→ **What you should do**: Return every line of the data exactly as it stands.

→ **Data supplied**:
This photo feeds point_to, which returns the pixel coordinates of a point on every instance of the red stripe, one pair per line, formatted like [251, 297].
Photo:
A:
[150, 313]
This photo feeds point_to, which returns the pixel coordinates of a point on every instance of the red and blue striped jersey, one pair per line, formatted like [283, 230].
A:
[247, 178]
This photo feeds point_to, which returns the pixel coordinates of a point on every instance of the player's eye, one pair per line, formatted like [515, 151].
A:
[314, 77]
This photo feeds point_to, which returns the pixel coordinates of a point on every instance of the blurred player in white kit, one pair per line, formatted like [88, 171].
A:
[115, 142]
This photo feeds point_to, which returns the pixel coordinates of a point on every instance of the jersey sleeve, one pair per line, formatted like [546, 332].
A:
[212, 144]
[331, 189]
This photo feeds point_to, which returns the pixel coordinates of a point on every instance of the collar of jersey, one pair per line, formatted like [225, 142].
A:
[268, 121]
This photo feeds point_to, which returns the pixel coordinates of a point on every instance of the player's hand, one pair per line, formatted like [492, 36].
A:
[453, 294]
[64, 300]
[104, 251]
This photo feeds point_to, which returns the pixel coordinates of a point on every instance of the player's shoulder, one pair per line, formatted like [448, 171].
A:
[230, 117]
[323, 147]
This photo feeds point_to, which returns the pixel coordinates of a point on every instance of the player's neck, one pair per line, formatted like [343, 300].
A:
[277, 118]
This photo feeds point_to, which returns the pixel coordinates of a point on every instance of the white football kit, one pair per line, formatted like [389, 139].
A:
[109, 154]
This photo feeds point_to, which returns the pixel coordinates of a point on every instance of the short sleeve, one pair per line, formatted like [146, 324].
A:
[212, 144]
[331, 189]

→ **Problem solution**:
This photo feeds point_to, which returns the pixel coordinates of a point on every instance of the red stripe, one pair per line, formatted like [251, 297].
Photo:
A:
[150, 313]
This photo feeds point_to, which returns the pixel coordinates of a point on every instance of the red and blue striped jersey, one pair per line, formatted like [283, 230].
A:
[247, 178]
This photo feeds point_to, which returns the pixel coordinates of a point on every instance of the player's eye, one pair per line, formatted like [515, 151].
A:
[314, 77]
This photo feeds point_to, which returns the pixel coordinates of a point on every instance of the blurred player in white kit, one pair per line, formatted like [88, 171].
A:
[115, 142]
This photo feeds point_to, which returns the pixel coordinates of a point on every instance of the jersey sleeve, one pair per line, formatted like [546, 332].
A:
[212, 144]
[331, 189]
This photo feeds point_to, which returns the pixel coordinates of a point on every instance of the collar of jersey, one pair per line, formatted like [225, 142].
A:
[268, 121]
This photo feeds point_to, which returns the pixel coordinates of a point on every instance of the player's hand, one pair per line, formatted like [492, 36].
A:
[453, 294]
[64, 300]
[104, 251]
This photo feeds point_to, which returns the pixel coordinates of a point on every instance of the player's shoulder, one pair per line, formatted like [448, 171].
A:
[230, 117]
[323, 147]
This photo feeds point_to, which returns the pixel coordinates of a point on every instance of the player's neck, one pair per line, formatted like [343, 300].
A:
[277, 118]
This photo feeds point_to, which returns the pixel coordinates of a point on every instance of the white football kit, one pair per line, formatted like [389, 139].
A:
[109, 154]
This photo feeds point_to, which returns the pixel coordinates of a point on every instance of the short sleeve, one pair per line, formatted like [146, 324].
A:
[212, 144]
[331, 189]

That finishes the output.